# Исходный фрагмент
Аналогичное упоение марийской песней у Григория Петровича мы видим в эпизоде коллективного исполнения охотничьей песни, где голос подвыпившего после удачной охоты учителя звучал особенно красиво и мощно. Но, по сравнению с вышеприведенной сценой, данный эпизод представляет более выраженную силу самоидентификации со своим народом через песню. Сцена пения получает такое значение, видимо, еще и потому, что дана после «перепалки» Григория Петровича с отцом влюбленной в него русской девушки Тамары, который унизил его, сказав, что, если бы он не был марийцем, то без слов отдал бы свою дочь ему в жены, и после слов Григория Петровича, звучащих как вызов обществу, как протест, направленный на защиту себя и своего национального достоинства: – Мый марий улам, мый чынак марий улам. Мыланем дворянин ӱдыр ок кӱл. Мый уна тиде пычкемыш ӱдырым налам! [15, с. 233] (– Я черемис! Да, я чистокровный черемис! И мне не нужна дворянская дочь. Я женюсь вот на этой простой марийской девушке! [16, с. 90]).

Охотничья песня, разрушившая своей силой ночную темноту, звучала так:

Сонар пешак сае. Кӧ тушко ок кае,

Ту еҥ окмак гае ок пале нимом.

Той пуч пуалта гын, ур пий опталта гын,

Кӧн чонжо чыта гын, пычал кучыде?

Йорта ма ир шордо, йӱкла ма ир кеде,

Лӱя пычалнаже ик семын тура.

Кас кече волымеке, тул йыр ме шичмеке,

Кожла шергылтеш дыр мемнан мурна ден:

Тра-ла-ла-ла-ла, тра-ла-ла-ла-ла,

Тра-ла-ла-ла-ла, тра-ла-ла-ла-ла!..

У кече лектеш гын, тул олмым ужеш гын,

Тунам поктена дыр ме янлык тӱшкам...

А кече нӧлтмеке, тӱня помыжалтмеке,

Куплаште, кожлаште пычал мӱгыра,

Йорта ма ир шордо, йӱкла ма ир кеде,

Лӱя пычалнаже ик семын тура.

Кас кече волымеке, у тул олтымеке,

Кожла шергылтеш дыр мемнан мурна ден:

Тра-ла-ла-ла-ла, тра-ла-ла-ла-ла!.. [15, с. 233]

(Нет ничего охоты слаще на свете!

Под звук рогов валяться на траве,

Оленя гнать по чащам и долинам,

Пока он, утомленный, упадет.

Прекрасная, веселая забава,

Она дает и аппетит, и крепость,

А после ждут нас Бахус и любовь.

Тра-ля-ля-ля!

Зной, холод, дождь и буря

В горах, в лесах нам ничего не значат.

Волков, медведей, вепрей избивать

— Прекрасная, веселая забава!

Она дает и аппетит, и крепость,

А после ждут нас Бахус и любовь.

Тра-ля-ля-ля! [16, с. 90].

# Рабочее задание A
Кем по национальности была влюбленная в Григория Петровича Тамара, согласно исходному фрагменту?
# Рабочее задание B
Дословно процитируйте строки выборки данных с самого начала по строку с «positive clicks: (64, 9) (61, 7) (71, 15)» включительно. Изображения в ответ не включайте.

# Выборка данных
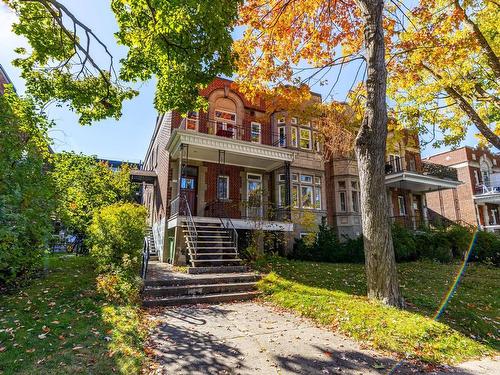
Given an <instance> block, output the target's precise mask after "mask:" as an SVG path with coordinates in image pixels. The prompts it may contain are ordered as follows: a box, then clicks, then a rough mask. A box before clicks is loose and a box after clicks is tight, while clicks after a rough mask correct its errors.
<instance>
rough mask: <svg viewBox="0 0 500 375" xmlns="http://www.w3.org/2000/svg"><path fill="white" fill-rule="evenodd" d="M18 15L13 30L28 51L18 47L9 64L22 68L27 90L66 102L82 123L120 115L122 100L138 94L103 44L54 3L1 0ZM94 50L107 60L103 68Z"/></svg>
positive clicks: (64, 9) (61, 7) (71, 15)
mask: <svg viewBox="0 0 500 375" xmlns="http://www.w3.org/2000/svg"><path fill="white" fill-rule="evenodd" d="M4 2H5V3H6V4H7V5H8V6H9V7H11V8H12V9H14V10H15V11H16V13H17V15H18V16H19V21H18V22H17V23H16V24H15V25H14V26H13V31H14V32H15V33H16V34H18V35H22V36H24V37H26V38H27V39H28V42H29V44H30V46H31V50H30V51H26V50H25V49H23V48H18V49H17V50H16V52H18V53H19V55H20V57H19V58H17V59H15V60H14V62H13V64H14V65H15V66H17V67H19V68H20V69H21V71H22V73H21V76H22V78H23V79H24V80H25V81H26V90H27V92H28V93H29V94H30V95H32V96H34V97H36V98H38V99H40V100H42V101H43V102H50V101H52V100H55V101H57V102H59V103H66V104H67V105H68V106H69V108H70V109H71V110H73V111H75V112H76V113H77V114H79V115H80V119H79V122H80V123H81V124H83V125H88V124H91V122H92V121H97V120H101V119H104V118H107V117H114V118H116V119H117V118H119V117H120V115H121V110H122V102H123V101H124V100H126V99H131V98H133V97H134V96H135V95H137V92H136V91H134V90H131V89H130V88H126V87H123V86H122V85H121V84H120V82H119V81H118V80H117V77H115V74H114V68H113V56H112V55H111V54H110V53H109V52H108V49H107V46H106V45H104V44H103V43H102V42H101V40H100V39H99V38H98V37H97V36H96V35H95V34H94V33H93V32H92V30H90V29H89V28H88V27H86V26H85V25H84V24H83V23H82V22H80V21H79V20H78V19H77V18H76V17H75V16H74V15H73V14H71V13H70V12H69V10H68V9H67V8H65V7H64V6H63V5H61V4H60V3H59V2H58V1H48V0H47V1H45V0H40V1H29V2H26V1H19V0H4ZM96 48H102V49H104V51H105V53H106V54H107V55H108V58H109V60H110V63H109V65H107V66H106V67H101V66H100V65H99V64H98V63H97V62H96V61H95V60H96V58H95V56H93V54H94V53H95V52H94V51H95V49H96Z"/></svg>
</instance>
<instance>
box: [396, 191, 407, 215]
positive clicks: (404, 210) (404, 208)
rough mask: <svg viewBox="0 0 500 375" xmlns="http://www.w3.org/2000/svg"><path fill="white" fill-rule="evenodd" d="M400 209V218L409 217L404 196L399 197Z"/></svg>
mask: <svg viewBox="0 0 500 375" xmlns="http://www.w3.org/2000/svg"><path fill="white" fill-rule="evenodd" d="M401 203H402V204H401ZM398 209H399V216H406V215H407V212H408V211H407V209H406V200H405V197H404V195H398Z"/></svg>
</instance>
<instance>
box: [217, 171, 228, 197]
mask: <svg viewBox="0 0 500 375" xmlns="http://www.w3.org/2000/svg"><path fill="white" fill-rule="evenodd" d="M217 198H219V199H228V198H229V178H228V177H227V176H219V177H218V178H217Z"/></svg>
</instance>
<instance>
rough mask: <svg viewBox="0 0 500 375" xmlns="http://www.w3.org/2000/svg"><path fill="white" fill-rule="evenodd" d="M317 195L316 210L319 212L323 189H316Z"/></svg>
mask: <svg viewBox="0 0 500 375" xmlns="http://www.w3.org/2000/svg"><path fill="white" fill-rule="evenodd" d="M314 192H315V195H314V208H316V209H317V210H321V188H320V187H316V188H315V189H314Z"/></svg>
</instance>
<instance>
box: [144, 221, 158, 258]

# Поле ответа A
Тамара была русской девушкой.

# Поле ответа B
Given an <instance> block, output the target's precise mask after "mask:" as an SVG path with coordinates in image pixels. The prompts it may contain are ordered as follows: a box, then clicks, then a rough mask. A box before clicks is loose and a box after clicks is tight, while clicks after a rough mask correct its errors.
<instance>
rough mask: <svg viewBox="0 0 500 375" xmlns="http://www.w3.org/2000/svg"><path fill="white" fill-rule="evenodd" d="M18 15L13 30L28 51L18 47L9 64L22 68L27 90L66 102L82 123L120 115L122 100L138 94L103 44L54 3L1 0ZM94 50L107 60L103 68Z"/></svg>
positive clicks: (64, 9) (61, 7) (71, 15)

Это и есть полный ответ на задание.